_Records to use_
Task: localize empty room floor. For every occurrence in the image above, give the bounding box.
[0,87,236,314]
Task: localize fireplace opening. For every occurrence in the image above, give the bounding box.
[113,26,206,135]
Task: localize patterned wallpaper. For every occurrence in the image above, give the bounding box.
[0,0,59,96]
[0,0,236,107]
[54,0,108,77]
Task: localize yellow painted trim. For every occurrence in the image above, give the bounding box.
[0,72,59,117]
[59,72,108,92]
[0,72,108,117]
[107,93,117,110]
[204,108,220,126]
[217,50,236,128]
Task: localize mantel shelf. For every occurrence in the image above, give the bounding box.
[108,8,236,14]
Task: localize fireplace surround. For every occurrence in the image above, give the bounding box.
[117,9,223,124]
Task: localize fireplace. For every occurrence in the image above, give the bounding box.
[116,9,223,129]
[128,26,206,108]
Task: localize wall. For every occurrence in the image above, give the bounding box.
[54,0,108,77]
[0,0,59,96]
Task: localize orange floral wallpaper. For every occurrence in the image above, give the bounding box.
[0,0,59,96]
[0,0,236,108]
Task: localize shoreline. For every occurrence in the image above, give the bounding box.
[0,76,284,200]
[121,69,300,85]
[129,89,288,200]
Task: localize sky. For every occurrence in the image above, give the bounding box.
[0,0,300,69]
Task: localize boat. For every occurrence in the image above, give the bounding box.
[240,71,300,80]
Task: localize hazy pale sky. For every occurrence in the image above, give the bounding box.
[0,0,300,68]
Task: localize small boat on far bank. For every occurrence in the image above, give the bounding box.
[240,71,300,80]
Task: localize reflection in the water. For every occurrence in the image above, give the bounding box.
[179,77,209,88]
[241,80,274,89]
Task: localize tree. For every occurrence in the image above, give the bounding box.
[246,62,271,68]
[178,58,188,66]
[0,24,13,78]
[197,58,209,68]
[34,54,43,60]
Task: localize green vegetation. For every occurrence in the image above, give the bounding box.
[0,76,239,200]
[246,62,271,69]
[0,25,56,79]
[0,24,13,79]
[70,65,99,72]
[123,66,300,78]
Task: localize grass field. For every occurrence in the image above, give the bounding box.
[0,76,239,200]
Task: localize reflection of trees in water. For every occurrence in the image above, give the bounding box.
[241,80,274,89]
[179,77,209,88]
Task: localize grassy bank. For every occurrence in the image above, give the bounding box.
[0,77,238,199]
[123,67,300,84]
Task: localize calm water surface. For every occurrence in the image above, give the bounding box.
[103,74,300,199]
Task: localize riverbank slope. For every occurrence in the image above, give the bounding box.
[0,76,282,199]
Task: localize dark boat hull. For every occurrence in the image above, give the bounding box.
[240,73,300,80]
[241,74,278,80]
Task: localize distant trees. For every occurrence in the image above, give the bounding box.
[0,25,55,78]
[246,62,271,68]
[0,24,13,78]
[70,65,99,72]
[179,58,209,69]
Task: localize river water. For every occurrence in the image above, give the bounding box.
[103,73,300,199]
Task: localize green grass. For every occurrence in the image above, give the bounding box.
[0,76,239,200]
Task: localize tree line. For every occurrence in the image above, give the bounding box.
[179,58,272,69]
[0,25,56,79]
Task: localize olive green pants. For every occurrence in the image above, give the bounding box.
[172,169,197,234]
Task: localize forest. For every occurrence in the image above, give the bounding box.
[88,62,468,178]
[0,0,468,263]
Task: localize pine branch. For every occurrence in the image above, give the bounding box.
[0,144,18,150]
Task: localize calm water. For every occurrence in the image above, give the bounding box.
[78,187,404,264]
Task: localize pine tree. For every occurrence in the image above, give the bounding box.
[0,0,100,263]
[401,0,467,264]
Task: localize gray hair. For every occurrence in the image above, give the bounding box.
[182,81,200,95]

_Task to complete_
Convert the lines above into a JSON list of strings, with one string for each line and no entries for blank lines.

_Result for this task_
[
  "Task: localize empty room floor. For every occurrence in the image above, give the bounding box.",
  "[0,87,236,314]",
  "Task: localize fireplace opening. For every occurrence in the image above, give the bounding box.",
  "[113,26,206,135]",
  "Task: localize patterned wallpaper. For every occurrence in the image above, give the bounding box.",
  "[0,0,59,96]",
  "[0,0,236,107]",
  "[54,0,108,77]",
  "Task: localize yellow painted trim. For every occurrence in the image above, give the bounding box.",
  "[0,72,59,117]",
  "[59,72,108,92]",
  "[0,72,108,117]",
  "[107,93,117,110]",
  "[204,108,220,126]",
  "[217,50,236,128]",
  "Task: localize mantel shelf. For every occurrence in the image above, give the bounding box.",
  "[108,8,236,14]",
  "Task: localize fireplace surround. For every occurrence in the image above, give the bounding box.",
  "[117,9,223,124]",
  "Task: localize fireplace. For every occurrence in the image above, give the bounding box.",
  "[116,9,223,129]",
  "[128,26,206,108]",
  "Task: localize wall. For every occurrence in the image above, give the bounding box.",
  "[54,0,108,77]",
  "[0,0,59,96]",
  "Task: localize orange floral wallpaper. For every occurrence in the image above, give the bounding box.",
  "[0,0,59,96]",
  "[0,0,236,108]",
  "Task: localize shoreline. For every occurrence in the image above, give the bounding box.",
  "[0,76,284,200]",
  "[121,69,300,85]",
  "[129,89,288,200]",
  "Task: localize sky. For every occurrence in the image above, give the bounding box.",
  "[0,0,300,69]",
  "Task: localize boat. For every occurrence in the image above, give the bounding box.",
  "[240,71,300,80]",
  "Task: localize hazy pale sky. For every occurrence in the image above, give the bounding box.",
  "[0,0,300,68]",
  "Task: localize small boat on far bank. For every occurrence in the image above, give the bounding box.",
  "[240,71,300,80]",
  "Task: localize reflection in the water. For every occurrence in the image above, give the bounding box.",
  "[179,77,209,88]",
  "[241,80,274,89]",
  "Task: localize tree. For every occurrence in the image above, give the bounding box.",
  "[246,62,271,68]",
  "[178,58,188,66]",
  "[0,24,13,78]",
  "[197,58,209,68]",
  "[34,54,43,60]",
  "Task: localize green vegetation. For every occurrence in the image above, give the bounding box.",
  "[0,76,239,200]",
  "[246,62,271,69]",
  "[0,25,56,79]",
  "[0,24,13,79]",
  "[70,65,99,72]",
  "[123,66,300,78]",
  "Task: localize grass field. For every occurrence in the image above, give the bounding box.",
  "[0,76,239,200]",
  "Task: localize reflection of trees in water. For every occurrence in the image above, give the bounding box.",
  "[241,80,274,89]",
  "[179,77,209,88]",
  "Task: localize grassy bank. For every occurrence in the image above, give the bounding box.",
  "[0,77,238,199]",
  "[123,67,300,84]",
  "Task: localize calm water surface. For every occurrence in the image above, give the bounding box.",
  "[103,74,300,199]",
  "Task: localize riverbank slope. For every occurrence in the image above, give the bounding box.",
  "[0,76,282,199]",
  "Task: localize dark boat hull. For every occurrence in the image above, give the bounding box.",
  "[240,73,300,80]",
  "[241,74,278,80]",
  "Task: localize distant trees. For every occurrence in the image above, give the bounding box.",
  "[0,25,55,78]",
  "[246,62,271,68]",
  "[0,24,13,78]",
  "[70,65,99,72]",
  "[179,58,209,69]",
  "Task: localize river water. For every occurrence in the image above, give the bounding box.",
  "[103,73,300,199]",
  "Task: localize green grass. For every occurrence in the image above, give the bounding box.",
  "[0,76,239,200]",
  "Task: localize tree line. For every occurrence in the image above, give the bounding box.",
  "[179,58,272,69]",
  "[0,25,56,79]",
  "Task: localize olive green pants. For every occurrence in the image above, give the bounding box.",
  "[172,169,197,234]",
  "Task: localize forest. For every occurrence in the image above, give the bounding box.",
  "[88,62,468,178]",
  "[0,0,468,263]",
  "Task: localize pine branch. For every occurrence in the image above, give the bounding box.",
  "[0,144,18,150]",
  "Task: localize calm water. For every occurrence in the image above, give the bounding box.",
  "[78,187,404,264]",
  "Task: localize pine tree. For every occurrence in the image above, give the bounding box.",
  "[0,0,100,263]",
  "[401,0,467,264]",
  "Task: localize gray hair. For every occurrence in the image above, give the bounding box.",
  "[182,81,200,95]"
]